《卧底经济学:像经济学家那样思考》读后随感

张虎跃 2024-01-01 07:16:01

一种常见的方法就是诉诸暴力,这在毒品贸易和其他有组织犯罪中尤其普遍。毒品交易者不愿有竞争者,那样毒品价格会被压低。有理由相信,通过枪杀别人或召集足够多的成员,一个犯罪组织能够打击对手,阻止对方进入市场,从而享受巨额利润。当然,这是非法的,但毒品交易就是这样。反正你在冒着蹲监狱的风险,采取折中的办法就没有意义。——蒂姆·哈福德《卧底经济学:像经济学家那样思考》【张虎跃】:市场经济就是鼓励竞争,就是鼓励大众创业万众创新。只有市场的竞争足够激烈,资本家才有动力去发展生产力,以更低的成本向市场供应质量更优,更受消费者欢迎的产品。如果资本家不靠提高生产力来赢得市场,而以其他手段来打击同行,那么这个公平公正的市场秩序就会遭到破坏,其他资本家就没有动力去投资和创新,消费者也不得忍受破坏者劣质价高的产品。这样,时代无法前进,社会不能发展,所以在市场经济社会,破坏市场秩序是第一要打击的,只有维护市场的公平公正,所有人才能找到各自的位置,通过各展所长安居乐业。

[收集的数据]
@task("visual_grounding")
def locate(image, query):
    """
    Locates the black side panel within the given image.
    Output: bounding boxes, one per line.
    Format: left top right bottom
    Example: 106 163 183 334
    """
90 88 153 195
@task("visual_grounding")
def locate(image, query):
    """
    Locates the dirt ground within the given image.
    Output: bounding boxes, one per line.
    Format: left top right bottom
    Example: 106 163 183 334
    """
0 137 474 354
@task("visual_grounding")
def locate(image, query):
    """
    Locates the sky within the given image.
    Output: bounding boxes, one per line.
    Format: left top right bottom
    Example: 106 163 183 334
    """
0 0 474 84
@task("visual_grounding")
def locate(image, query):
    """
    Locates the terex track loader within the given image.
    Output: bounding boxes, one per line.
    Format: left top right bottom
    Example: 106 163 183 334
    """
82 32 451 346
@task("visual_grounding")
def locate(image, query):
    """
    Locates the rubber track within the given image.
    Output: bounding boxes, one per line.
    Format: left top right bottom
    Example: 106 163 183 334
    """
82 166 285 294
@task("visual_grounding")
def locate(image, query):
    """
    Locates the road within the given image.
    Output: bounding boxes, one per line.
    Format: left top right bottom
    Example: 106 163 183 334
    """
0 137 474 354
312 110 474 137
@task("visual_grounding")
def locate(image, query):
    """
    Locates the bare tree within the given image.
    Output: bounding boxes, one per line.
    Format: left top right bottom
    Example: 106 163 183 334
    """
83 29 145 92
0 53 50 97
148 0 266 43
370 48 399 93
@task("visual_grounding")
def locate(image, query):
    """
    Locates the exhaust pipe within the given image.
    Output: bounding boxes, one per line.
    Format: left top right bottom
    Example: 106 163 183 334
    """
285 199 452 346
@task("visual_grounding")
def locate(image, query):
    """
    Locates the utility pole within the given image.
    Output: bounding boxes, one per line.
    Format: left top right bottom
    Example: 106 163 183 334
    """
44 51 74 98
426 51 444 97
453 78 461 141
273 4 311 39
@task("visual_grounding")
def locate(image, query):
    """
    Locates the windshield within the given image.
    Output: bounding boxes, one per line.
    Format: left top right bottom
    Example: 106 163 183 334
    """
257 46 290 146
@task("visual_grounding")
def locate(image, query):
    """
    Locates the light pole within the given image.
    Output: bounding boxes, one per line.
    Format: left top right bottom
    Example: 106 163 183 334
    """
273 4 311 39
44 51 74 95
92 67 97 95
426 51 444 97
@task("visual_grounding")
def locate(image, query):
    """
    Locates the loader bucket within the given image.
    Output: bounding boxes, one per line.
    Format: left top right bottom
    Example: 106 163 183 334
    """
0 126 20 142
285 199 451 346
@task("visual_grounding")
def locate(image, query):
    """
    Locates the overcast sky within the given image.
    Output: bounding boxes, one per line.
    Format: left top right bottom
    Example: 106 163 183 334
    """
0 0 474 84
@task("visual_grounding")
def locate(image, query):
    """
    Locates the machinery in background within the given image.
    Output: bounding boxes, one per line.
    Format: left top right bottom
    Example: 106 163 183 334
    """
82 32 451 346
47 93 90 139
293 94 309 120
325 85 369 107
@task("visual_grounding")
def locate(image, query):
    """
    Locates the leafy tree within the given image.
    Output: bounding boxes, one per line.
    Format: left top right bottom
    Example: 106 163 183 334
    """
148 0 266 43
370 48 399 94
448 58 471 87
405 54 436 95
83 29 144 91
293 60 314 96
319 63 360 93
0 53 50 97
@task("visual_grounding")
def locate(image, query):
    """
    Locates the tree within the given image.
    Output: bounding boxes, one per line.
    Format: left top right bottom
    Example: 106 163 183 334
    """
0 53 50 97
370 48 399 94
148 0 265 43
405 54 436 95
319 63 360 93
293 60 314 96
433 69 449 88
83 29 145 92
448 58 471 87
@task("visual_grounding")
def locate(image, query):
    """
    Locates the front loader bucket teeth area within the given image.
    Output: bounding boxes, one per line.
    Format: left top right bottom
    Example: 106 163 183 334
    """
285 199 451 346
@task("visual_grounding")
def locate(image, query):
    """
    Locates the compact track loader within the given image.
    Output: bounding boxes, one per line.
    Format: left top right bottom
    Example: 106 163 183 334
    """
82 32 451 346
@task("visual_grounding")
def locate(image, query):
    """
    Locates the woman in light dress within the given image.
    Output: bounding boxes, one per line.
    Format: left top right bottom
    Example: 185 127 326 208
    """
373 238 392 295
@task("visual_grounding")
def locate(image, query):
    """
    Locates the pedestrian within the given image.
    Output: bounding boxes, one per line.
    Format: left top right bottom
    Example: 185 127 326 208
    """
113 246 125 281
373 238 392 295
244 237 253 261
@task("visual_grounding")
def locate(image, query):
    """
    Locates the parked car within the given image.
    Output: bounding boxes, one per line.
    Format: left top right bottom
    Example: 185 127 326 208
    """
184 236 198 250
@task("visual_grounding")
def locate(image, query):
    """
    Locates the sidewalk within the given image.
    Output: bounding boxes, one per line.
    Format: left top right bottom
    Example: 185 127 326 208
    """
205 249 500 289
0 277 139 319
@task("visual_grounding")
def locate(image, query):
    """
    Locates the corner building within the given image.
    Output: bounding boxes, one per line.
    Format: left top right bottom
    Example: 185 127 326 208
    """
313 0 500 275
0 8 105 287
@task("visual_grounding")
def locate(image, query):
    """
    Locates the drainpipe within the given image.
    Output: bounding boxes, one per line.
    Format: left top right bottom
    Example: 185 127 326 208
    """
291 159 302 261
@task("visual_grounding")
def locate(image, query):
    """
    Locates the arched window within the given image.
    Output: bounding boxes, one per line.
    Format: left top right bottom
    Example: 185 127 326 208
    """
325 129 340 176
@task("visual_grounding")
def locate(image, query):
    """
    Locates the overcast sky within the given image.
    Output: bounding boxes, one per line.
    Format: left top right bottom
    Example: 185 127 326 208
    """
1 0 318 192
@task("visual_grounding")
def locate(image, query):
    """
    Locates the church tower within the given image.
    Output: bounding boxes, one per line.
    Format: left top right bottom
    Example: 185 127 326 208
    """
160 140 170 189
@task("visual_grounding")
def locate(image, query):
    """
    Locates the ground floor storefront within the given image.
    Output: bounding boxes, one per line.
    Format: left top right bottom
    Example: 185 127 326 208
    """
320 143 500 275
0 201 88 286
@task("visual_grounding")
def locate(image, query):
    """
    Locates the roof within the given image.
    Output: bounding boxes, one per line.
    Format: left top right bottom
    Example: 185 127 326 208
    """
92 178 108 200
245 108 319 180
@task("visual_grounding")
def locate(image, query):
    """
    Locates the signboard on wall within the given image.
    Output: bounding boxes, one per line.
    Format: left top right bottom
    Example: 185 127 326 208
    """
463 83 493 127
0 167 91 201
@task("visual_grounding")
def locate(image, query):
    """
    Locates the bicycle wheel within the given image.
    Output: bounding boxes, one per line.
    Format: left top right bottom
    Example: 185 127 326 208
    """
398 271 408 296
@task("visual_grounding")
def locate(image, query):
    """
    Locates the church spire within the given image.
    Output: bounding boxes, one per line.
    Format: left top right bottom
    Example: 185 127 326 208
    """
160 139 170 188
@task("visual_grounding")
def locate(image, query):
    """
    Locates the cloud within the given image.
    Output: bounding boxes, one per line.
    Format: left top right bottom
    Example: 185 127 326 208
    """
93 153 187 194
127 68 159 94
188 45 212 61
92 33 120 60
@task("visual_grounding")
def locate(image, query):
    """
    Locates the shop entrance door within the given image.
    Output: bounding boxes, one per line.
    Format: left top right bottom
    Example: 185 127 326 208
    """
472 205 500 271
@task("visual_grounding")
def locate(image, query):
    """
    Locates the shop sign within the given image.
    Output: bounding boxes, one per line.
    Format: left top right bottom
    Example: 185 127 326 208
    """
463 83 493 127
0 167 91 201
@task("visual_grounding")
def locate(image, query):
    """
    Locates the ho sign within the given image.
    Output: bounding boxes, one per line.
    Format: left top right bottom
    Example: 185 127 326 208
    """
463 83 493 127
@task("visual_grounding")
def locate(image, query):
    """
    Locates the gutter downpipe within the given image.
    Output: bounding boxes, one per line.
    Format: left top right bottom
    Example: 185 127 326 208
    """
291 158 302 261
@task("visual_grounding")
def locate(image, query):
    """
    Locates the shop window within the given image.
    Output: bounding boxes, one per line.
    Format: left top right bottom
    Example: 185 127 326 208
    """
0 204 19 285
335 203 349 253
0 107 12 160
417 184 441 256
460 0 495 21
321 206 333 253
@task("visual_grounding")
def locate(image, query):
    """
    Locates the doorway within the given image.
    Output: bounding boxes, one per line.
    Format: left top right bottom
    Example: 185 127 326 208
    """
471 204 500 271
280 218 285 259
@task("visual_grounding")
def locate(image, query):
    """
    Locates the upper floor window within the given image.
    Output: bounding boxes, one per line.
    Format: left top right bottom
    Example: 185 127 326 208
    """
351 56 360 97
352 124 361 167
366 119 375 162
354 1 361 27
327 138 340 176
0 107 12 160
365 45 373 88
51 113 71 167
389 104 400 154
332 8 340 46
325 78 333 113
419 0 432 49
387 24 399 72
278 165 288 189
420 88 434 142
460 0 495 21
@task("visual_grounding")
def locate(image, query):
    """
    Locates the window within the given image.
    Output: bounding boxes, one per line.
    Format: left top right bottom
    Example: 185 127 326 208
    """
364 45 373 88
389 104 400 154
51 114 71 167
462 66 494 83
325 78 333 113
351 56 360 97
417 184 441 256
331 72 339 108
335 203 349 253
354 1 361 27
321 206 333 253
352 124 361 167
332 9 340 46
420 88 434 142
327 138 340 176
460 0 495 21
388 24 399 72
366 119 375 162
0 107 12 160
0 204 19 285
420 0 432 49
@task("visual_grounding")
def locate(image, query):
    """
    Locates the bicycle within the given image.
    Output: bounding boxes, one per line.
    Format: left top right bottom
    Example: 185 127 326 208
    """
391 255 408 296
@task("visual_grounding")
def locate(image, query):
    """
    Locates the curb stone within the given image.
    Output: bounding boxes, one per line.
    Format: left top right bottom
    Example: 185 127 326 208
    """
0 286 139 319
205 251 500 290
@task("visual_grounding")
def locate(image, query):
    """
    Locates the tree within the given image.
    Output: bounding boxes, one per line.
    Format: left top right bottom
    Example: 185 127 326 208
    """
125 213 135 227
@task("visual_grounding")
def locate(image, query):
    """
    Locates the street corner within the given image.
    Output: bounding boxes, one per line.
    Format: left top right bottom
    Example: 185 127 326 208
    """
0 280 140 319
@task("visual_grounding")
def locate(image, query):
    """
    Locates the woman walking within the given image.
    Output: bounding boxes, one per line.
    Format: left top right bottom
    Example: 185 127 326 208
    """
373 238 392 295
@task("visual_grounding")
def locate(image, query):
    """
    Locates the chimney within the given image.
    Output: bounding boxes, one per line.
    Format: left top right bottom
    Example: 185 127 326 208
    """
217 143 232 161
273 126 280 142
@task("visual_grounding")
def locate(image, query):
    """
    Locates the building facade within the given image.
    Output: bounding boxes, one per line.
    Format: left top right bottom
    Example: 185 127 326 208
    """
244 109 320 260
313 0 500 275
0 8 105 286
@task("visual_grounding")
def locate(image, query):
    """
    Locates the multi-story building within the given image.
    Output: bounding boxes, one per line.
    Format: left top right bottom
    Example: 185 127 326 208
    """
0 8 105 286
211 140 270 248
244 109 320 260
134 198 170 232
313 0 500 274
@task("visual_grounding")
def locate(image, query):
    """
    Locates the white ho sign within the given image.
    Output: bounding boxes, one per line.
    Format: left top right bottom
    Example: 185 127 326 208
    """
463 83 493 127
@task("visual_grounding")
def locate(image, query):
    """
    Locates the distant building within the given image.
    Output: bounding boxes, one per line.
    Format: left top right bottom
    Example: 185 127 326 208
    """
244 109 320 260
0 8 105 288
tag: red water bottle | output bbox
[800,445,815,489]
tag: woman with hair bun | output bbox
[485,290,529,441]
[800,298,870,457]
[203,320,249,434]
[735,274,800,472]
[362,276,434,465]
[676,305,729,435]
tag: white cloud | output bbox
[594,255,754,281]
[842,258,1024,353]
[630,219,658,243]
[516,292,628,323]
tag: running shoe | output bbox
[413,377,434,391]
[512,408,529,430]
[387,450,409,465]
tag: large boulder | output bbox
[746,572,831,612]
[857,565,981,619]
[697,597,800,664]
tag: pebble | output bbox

**任务清单**:
- a) 根据这篇读后随感,毒品交易者为什么不愿有竞争者?
- b) 将读后随感中从"一种常见的方法就是诉诸暴力,这在毒品贸易"起到"位置,通过各展所长安居乐业。"为止(含这两处)的部分重写一遍,其中的"资本家"一律换成"企业家"。
- c) 在这篇读后随感中,张虎跃指出市场秩序遭到破坏后会带来哪些后果?请全部列出。

**参考答案**:
- a) 因为有竞争者的话,毒品价格会被压低。

- b)
一种常见的方法就是诉诸暴力,这在毒品贸易和其他有组织犯罪中尤其普遍。毒品交易者不愿有竞争者,那样毒品价格会被压低。有理由相信,通过枪杀别人或召集足够多的成员,一个犯罪组织能够打击对手,阻止对方进入市场,从而享受巨额利润。当然,这是非法的,但毒品交易就是这样。反正你在冒着蹲监狱的风险,采取折中的办法就没有意义。——蒂姆·哈福德《卧底经济学:像经济学家那样思考》【张虎跃】:市场经济就是鼓励竞争,就是鼓励大众创业万众创新。只有市场的竞争足够激烈,企业家才有动力去发展生产力,以更低的成本向市场供应质量更优,更受消费者欢迎的产品。如果企业家不靠提高生产力来赢得市场,而以其他手段来打击同行,那么这个公平公正的市场秩序就会遭到破坏,其他企业家就没有动力去投资和创新,消费者也不得忍受破坏者劣质价高的产品。这样,时代无法前进,社会不能发展,所以在市场经济社会,破坏市场秩序是第一要打击的,只有维护市场的公平公正,所有人才能找到各自的位置,通过各展所长安居乐业。

- c)
1. 其他资本家没有动力去投资和创新
2. 消费者不得不忍受破坏者劣质价高的产品
3. 时代无法前进
4. 社会不能发展